• Selected excerpt

++++++

Device modding: A way to improve type 1 diabetes care?

“It’s more fun to be a pirate than join the Navy” – Steve Jobs

Type 1 diabetes has reached something of a watershed moment, it seems. The Type 1 Diabetes Exchange (T1DX) has recently published its Annual State of Type 1 Diabetes report (T1DX, 2014). The document is clearly authoritative as it includes data from almost 27 000 people with type 1 diabetes, covering more than 70 “high-end” clinics in the US. Overall, the results are disappointing and, unfortunately, also in line with observations in the UK National Diabetes Audit (HSCIC, 2014).

The average HbA_1c for the T1DX Registry participants was higher than the target value set by the American Diabetes Association in almost all age groups, and was generally above 64 mmol/mol (8%). This value was similar to that reported in the UK National Diabetes Audit, in which less than 30% of individuals with type 1 diabetes were below the recommended value of 58 mmol/mol (7.5%). In comparison, the German and Austrian DPV (Diabetes Patienten Verlaufsdokumentation; Prospective Diabetes Follow-up Registry) had better results, with HbA_1c averaging 58 mmol/mol (7.4%; Maahs et al, 2014). Furthermore, the most striking difference between the T1DX and DPV results were seen in young children, with US youngsters struggling to achieve good control. It was also noteworthy that HbA_1c levels in the DPV group were similar irrespective of whether the treatment was based on insulin pump therapy or multiple daily injections of insulin. In the US cohort, depressingly, diabetic ketoacidosis still affects 10% of children with T1D each year, and 20% of adults reported seizure or loss of consciousness due to hypoglycaemia.

++++++

• Material provided
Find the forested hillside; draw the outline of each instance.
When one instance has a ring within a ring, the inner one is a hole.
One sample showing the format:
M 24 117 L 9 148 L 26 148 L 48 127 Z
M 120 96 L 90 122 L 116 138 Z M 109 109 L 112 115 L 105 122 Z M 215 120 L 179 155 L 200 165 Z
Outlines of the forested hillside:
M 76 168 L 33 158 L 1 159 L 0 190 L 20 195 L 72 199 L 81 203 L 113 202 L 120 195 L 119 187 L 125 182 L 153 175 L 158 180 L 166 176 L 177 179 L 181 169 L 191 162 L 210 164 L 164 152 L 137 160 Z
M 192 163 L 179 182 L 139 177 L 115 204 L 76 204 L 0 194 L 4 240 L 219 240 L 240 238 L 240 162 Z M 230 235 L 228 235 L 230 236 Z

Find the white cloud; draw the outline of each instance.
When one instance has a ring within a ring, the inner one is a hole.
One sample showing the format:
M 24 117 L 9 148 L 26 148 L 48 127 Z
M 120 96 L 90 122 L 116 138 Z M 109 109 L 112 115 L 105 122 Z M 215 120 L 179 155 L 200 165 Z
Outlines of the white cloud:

++++++

• What you will do
In the article on type 1 diabetes care, what share of adults in the US cohort reported seizure or loss of consciousness due to hypoglycaemia? The data has no connection to the article on type 1 diabetes care.

• Result for this exercise
20% of adults.